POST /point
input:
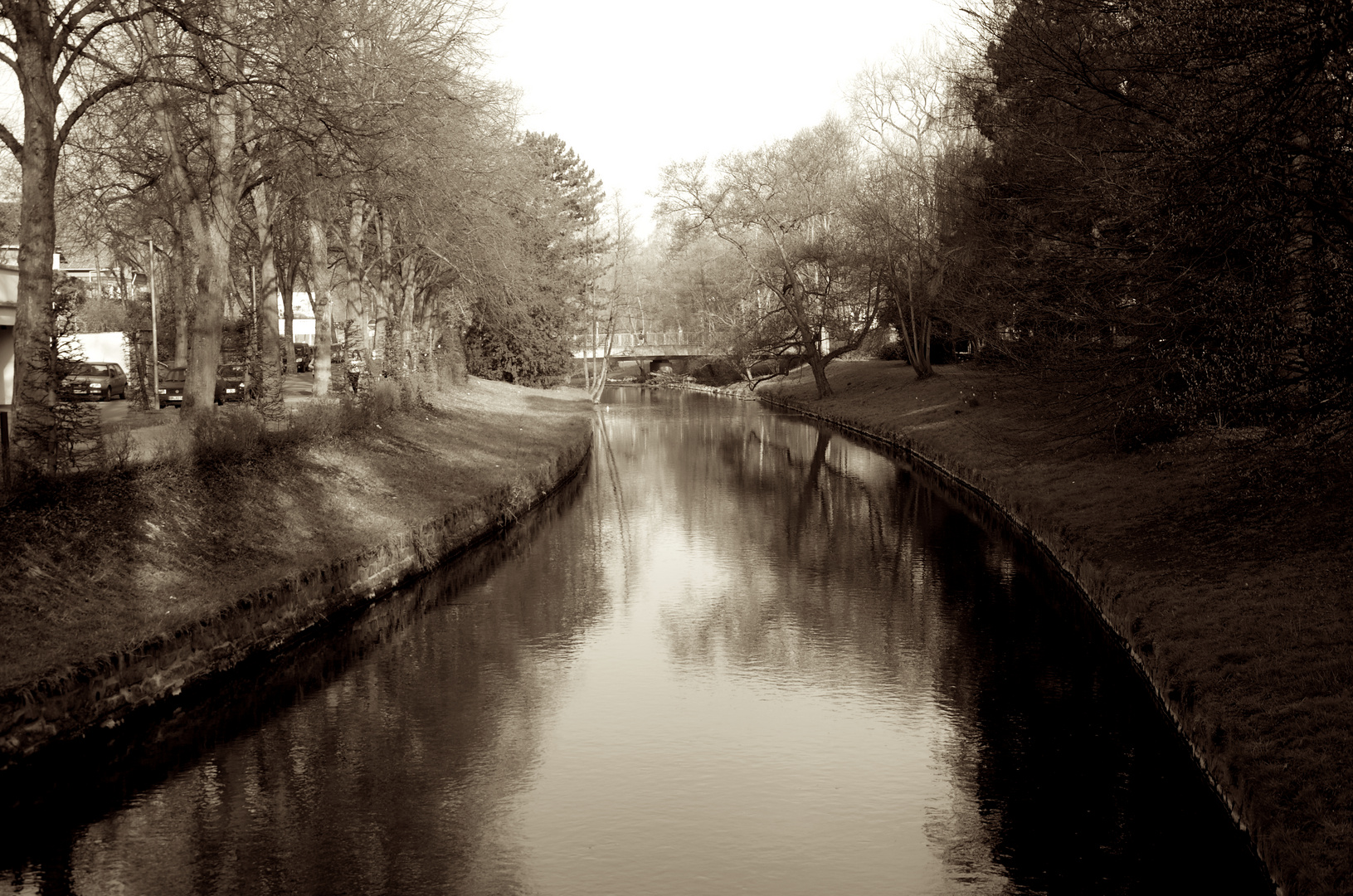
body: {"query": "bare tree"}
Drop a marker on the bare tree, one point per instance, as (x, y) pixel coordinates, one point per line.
(785, 210)
(904, 113)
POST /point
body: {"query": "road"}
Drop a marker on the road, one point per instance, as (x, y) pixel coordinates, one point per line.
(150, 429)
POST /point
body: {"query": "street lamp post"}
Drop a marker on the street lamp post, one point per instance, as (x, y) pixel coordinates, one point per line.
(154, 334)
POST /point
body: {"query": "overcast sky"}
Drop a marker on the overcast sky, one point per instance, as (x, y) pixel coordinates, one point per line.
(635, 85)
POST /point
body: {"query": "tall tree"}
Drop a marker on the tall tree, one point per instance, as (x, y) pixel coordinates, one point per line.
(785, 210)
(61, 57)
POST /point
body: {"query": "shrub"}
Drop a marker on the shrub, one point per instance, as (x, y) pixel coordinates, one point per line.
(716, 371)
(225, 435)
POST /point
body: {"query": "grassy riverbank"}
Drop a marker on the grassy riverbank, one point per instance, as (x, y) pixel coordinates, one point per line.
(111, 561)
(1233, 585)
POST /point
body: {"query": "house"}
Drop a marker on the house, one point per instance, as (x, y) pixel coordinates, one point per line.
(8, 308)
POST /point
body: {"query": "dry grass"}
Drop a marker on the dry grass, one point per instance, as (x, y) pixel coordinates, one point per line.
(111, 561)
(1235, 582)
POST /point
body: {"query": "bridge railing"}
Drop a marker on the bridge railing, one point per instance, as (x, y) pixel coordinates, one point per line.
(634, 340)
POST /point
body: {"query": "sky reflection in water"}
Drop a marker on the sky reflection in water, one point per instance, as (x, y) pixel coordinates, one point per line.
(744, 655)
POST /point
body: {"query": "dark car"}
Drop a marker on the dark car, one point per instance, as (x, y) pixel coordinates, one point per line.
(171, 386)
(96, 381)
(231, 383)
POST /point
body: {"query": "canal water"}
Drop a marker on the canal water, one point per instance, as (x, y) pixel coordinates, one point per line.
(740, 654)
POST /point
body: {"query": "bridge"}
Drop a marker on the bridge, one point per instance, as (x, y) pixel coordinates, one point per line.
(656, 349)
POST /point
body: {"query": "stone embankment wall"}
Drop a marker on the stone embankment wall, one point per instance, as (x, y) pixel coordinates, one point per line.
(1096, 585)
(103, 692)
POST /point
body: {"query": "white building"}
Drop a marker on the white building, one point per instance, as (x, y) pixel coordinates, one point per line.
(302, 319)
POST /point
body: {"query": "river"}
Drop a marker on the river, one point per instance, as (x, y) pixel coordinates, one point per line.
(740, 654)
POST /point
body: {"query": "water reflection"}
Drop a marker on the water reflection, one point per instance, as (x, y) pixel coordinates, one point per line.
(743, 655)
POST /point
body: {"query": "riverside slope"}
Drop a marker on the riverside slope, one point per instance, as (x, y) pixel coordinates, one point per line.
(1234, 601)
(137, 585)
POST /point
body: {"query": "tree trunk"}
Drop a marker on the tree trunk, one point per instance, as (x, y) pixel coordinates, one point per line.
(214, 283)
(184, 279)
(265, 324)
(287, 286)
(34, 375)
(353, 256)
(321, 283)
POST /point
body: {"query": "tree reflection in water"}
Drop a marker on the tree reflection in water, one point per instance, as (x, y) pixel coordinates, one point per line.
(743, 654)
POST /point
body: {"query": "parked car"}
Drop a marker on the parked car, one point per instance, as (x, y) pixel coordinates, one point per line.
(96, 381)
(171, 386)
(231, 383)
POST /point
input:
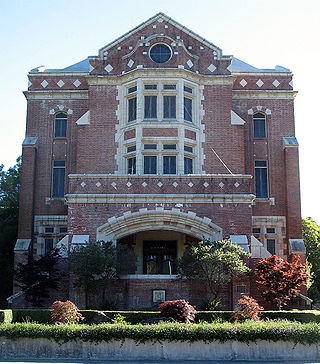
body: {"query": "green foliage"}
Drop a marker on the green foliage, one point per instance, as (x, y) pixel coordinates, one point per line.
(311, 237)
(38, 276)
(279, 279)
(9, 211)
(216, 263)
(65, 313)
(5, 316)
(249, 331)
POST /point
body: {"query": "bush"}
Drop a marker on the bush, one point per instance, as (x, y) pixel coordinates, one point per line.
(5, 316)
(249, 310)
(179, 310)
(65, 312)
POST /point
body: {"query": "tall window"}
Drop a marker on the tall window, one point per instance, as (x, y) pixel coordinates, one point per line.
(132, 109)
(261, 179)
(150, 107)
(169, 164)
(169, 107)
(150, 164)
(60, 125)
(259, 125)
(58, 177)
(187, 109)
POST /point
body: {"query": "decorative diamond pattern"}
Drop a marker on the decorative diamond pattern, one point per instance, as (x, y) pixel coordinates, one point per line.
(259, 83)
(108, 68)
(212, 67)
(276, 83)
(60, 83)
(243, 82)
(189, 63)
(44, 83)
(77, 83)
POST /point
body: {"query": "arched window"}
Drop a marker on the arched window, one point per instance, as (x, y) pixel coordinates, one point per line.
(259, 125)
(60, 125)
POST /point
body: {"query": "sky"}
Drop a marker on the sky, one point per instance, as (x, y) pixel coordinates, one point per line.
(58, 33)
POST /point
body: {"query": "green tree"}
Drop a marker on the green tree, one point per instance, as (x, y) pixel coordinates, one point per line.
(96, 264)
(216, 263)
(311, 237)
(9, 211)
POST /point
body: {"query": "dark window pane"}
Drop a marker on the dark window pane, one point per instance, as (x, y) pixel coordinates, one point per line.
(160, 53)
(48, 245)
(58, 176)
(132, 109)
(150, 107)
(132, 165)
(188, 168)
(261, 180)
(169, 107)
(259, 126)
(60, 125)
(150, 164)
(169, 165)
(187, 109)
(271, 246)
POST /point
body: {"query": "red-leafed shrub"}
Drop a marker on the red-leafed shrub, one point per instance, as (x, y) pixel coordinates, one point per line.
(65, 312)
(249, 309)
(179, 310)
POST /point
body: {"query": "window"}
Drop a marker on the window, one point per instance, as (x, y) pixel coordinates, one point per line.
(150, 164)
(271, 246)
(188, 165)
(160, 53)
(132, 165)
(187, 109)
(261, 179)
(58, 176)
(60, 125)
(150, 107)
(169, 164)
(169, 107)
(259, 125)
(132, 109)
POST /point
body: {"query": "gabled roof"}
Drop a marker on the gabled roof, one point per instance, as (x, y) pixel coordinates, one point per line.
(169, 20)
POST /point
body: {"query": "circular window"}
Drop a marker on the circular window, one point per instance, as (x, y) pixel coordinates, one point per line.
(160, 53)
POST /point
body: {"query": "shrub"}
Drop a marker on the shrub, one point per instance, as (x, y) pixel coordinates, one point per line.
(179, 310)
(65, 312)
(249, 309)
(5, 316)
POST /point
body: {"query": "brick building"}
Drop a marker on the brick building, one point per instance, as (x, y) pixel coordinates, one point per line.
(159, 141)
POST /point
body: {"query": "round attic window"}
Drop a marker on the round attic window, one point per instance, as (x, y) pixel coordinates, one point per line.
(160, 53)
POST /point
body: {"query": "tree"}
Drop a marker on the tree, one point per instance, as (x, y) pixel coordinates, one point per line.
(96, 264)
(216, 263)
(279, 279)
(37, 277)
(311, 237)
(9, 211)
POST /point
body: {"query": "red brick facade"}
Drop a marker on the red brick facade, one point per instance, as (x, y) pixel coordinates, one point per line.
(211, 174)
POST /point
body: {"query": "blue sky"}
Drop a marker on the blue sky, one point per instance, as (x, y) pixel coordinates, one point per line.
(262, 33)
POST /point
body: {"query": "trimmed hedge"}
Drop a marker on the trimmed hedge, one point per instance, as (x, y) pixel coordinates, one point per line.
(5, 316)
(135, 317)
(249, 331)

_Work instruction_:
Every record is to be reproduced exactly, with no pictures included.

_Task solution_:
POST /point
input:
body: {"query": "bare tree"}
Drop a marker on the bare tree, one point per instance, as (x, y) pixel coordinates, one point per line.
(785, 210)
(904, 113)
POST /point
body: {"query": "road"}
Drop a marker on the road, one point per instance, as (x, y) pixel coordinates, one point per line.
(150, 429)
POST /point
body: {"query": "street lamp post"}
Drop a marker on the street lamp post, one point per instance, as (x, y) pixel coordinates, one point per line.
(154, 334)
POST /point
body: {"query": "overcast sky"}
Drop a marker on the overcast sky, one point per instance, as (x, y) pixel coordinates, one point per line.
(635, 85)
POST /point
body: {"query": "tall tree"}
Drop a marker on the tall tree, one point per instance, as (x, y) pixel coordinates, one point per line.
(785, 210)
(61, 57)
POST /point
body: {"query": "shrub"}
Drop a marker on the shrub, one point per instance, as (x, y) pixel coordinates, one point per line.
(716, 371)
(225, 435)
POST /point
body: {"query": "grassy riverbank"}
Drop a marker on the grassy riverbank, one point per instance, as (x, y) pixel coordinates, one point per line.
(111, 561)
(1233, 585)
POST /point
body: {"query": "house"}
Drop a marker on the house, one point per instance, as (x, y) pixel coordinates, one point per line.
(8, 308)
POST /point
body: {"query": "dry grass"}
Drop a marker on the dry grass, one point per instance, as (x, y) pixel coordinates, one point per line.
(111, 561)
(1235, 582)
POST /point
body: {"query": "bridge railing"}
Drop a marker on the bridge railing, one point per instance, as (x, y) pixel coordinates, one point per line.
(634, 340)
POST /point
body: {"query": "sky reflection in water"}
Drop a marker on the sky reflection in water, one point per instance, as (x, y) pixel coordinates, one point per line.
(744, 655)
POST /point
body: {"query": "dark car"}
Drop a marker on the dark car, one point per instance, as (x, y) pixel coordinates, one point per line.
(171, 386)
(96, 381)
(231, 383)
POST /point
body: {"query": "canal water"}
Drop a marker on the canal water, one point per instance, as (x, y) pixel coordinates, one point per line.
(740, 654)
POST /point
body: {"query": "bridge"}
Drop a marker on the bridge, one point per instance, as (x, y) pixel coordinates, one point per line.
(656, 349)
POST /point
body: {"query": "stone embankment wall"}
Drop a marker on the stone embankment wall, one point per instance, as (x, y) pixel coordinates, one point per line.
(1096, 585)
(103, 692)
POST /point
body: {"query": "white building"}
Drop a marker on the white building, one point per instance, as (x, y) pixel coordinates, one point per line.
(302, 319)
POST /point
body: {"query": "river"}
Drop a marker on the river, one point per instance, as (x, y) pixel coordinates, one point per line.
(740, 654)
POST /point
body: {"query": "water reflection"}
Drop a marker on the water reflection, one point per instance, as (x, y) pixel coordinates, one point per line.
(743, 655)
POST /point
body: {"query": "riverside slope"}
Drop a marker on the riverside slope, one point per instance, as (x, y) pixel coordinates, one point per line.
(1234, 601)
(137, 585)
POST /point
body: {"query": "tree trunk"}
Drop a marker on the tree trunk, one point per instance, as (x, y) pixel coordinates, one point per line.
(214, 283)
(184, 279)
(265, 324)
(287, 286)
(34, 375)
(353, 256)
(321, 283)
POST /point
body: {"query": "tree reflection in water"}
Drop a marker on the tree reflection in water, one point per instance, as (x, y) pixel coordinates, one point per line.
(743, 654)
POST /point
body: {"query": "parked car"}
Drop a marker on the parked car, one point per instance, as (x, y) pixel coordinates, one point per line.
(96, 381)
(171, 386)
(231, 383)
POST /point
input:
body: {"query": "green foliage"}
Drop a marker on the green foliage, one point per instance, as (x, y) pixel coordinates, one point per line.
(311, 237)
(38, 276)
(279, 279)
(9, 211)
(216, 263)
(65, 313)
(5, 316)
(249, 331)
POST /point
body: {"query": "bush"}
Drop a marker on the bush, one point per instance, as (x, y) pixel coordinates, one point per line.
(5, 316)
(249, 310)
(179, 310)
(65, 312)
POST /point
body: {"query": "tall window"}
Drop a marker on the tall window, one point per instance, as (x, y) pixel coordinates, one point per line.
(132, 109)
(261, 179)
(150, 107)
(169, 164)
(169, 107)
(150, 164)
(60, 125)
(259, 125)
(58, 177)
(187, 109)
POST /point
body: {"query": "decorative diamond pattern"}
Drop a marker on the decorative diamond pattern, one point per instance, as (x, y) pixel coordinates, one point per line.
(259, 83)
(108, 68)
(212, 67)
(276, 83)
(60, 83)
(243, 82)
(189, 63)
(44, 83)
(77, 83)
POST /point
body: {"query": "arched window"}
Drop a marker on the arched window, one point per instance, as (x, y) pixel coordinates, one point per line.
(259, 125)
(60, 125)
POST /point
body: {"query": "sky"}
Drop a marker on the sky, one point per instance, as (x, y) pixel coordinates, one point per line.
(58, 33)
POST /point
body: {"query": "green tree"}
Drop a marker on the green tree, one point per instance, as (x, y) pixel coordinates, one point per line.
(96, 264)
(216, 263)
(311, 237)
(9, 211)
POST /point
body: {"query": "dark window pane"}
Drop a marker on the dark window pane, one point per instance, as (x, y) pixel coordinates, one point per line.
(160, 53)
(48, 245)
(58, 176)
(132, 109)
(150, 107)
(132, 165)
(188, 168)
(261, 180)
(169, 107)
(259, 126)
(60, 125)
(150, 164)
(169, 165)
(187, 109)
(271, 246)
POST /point
body: {"query": "red-leafed shrub"}
Drop a marker on the red-leafed shrub, one point per instance, as (x, y) pixel coordinates, one point per line.
(65, 312)
(249, 309)
(179, 310)
POST /point
body: {"query": "window"}
Drop a marker on the window, one point per instance, as (x, y) pixel coordinates, one point per line.
(150, 164)
(271, 246)
(188, 165)
(160, 53)
(132, 165)
(187, 109)
(261, 179)
(58, 176)
(60, 125)
(150, 107)
(169, 164)
(169, 107)
(259, 125)
(132, 109)
POST /point
body: {"query": "gabled roof"}
Drop a marker on the gabled roof, one point per instance, as (x, y) pixel coordinates, one point per line.
(169, 20)
POST /point
body: {"query": "circular window"}
Drop a marker on the circular window, one point per instance, as (x, y) pixel coordinates, one point per line.
(160, 53)
POST /point
body: {"query": "shrub"}
Drop a marker on the shrub, one point per instance, as (x, y) pixel coordinates, one point per line.
(179, 310)
(65, 312)
(249, 309)
(5, 316)
POST /point
body: {"query": "brick building"}
Drop a marker on the brick building, one point per instance, as (x, y) pixel coordinates, one point per line.
(159, 141)
POST /point
body: {"query": "round attic window"}
Drop a marker on the round attic window, one point per instance, as (x, y) pixel coordinates, one point per line.
(160, 53)
POST /point
body: {"query": "tree"}
Drop a marker on the tree, one point per instance, as (x, y) pixel coordinates, one point per line.
(96, 264)
(216, 263)
(279, 279)
(37, 277)
(311, 237)
(9, 211)
POST /point
body: {"query": "red brick facade"}
Drop a marker on the red brick facade, one point per instance, as (x, y) pixel coordinates, one point per line.
(211, 174)
POST /point
body: {"query": "blue sky"}
Drop a marker on the blue sky, one point per instance, as (x, y) pixel coordinates, one point per line.
(262, 33)
POST /point
body: {"query": "trimmed hedge"}
Drop a marker on the trimmed hedge, one point per instance, as (x, y) pixel coordinates, one point per line.
(5, 316)
(135, 317)
(249, 331)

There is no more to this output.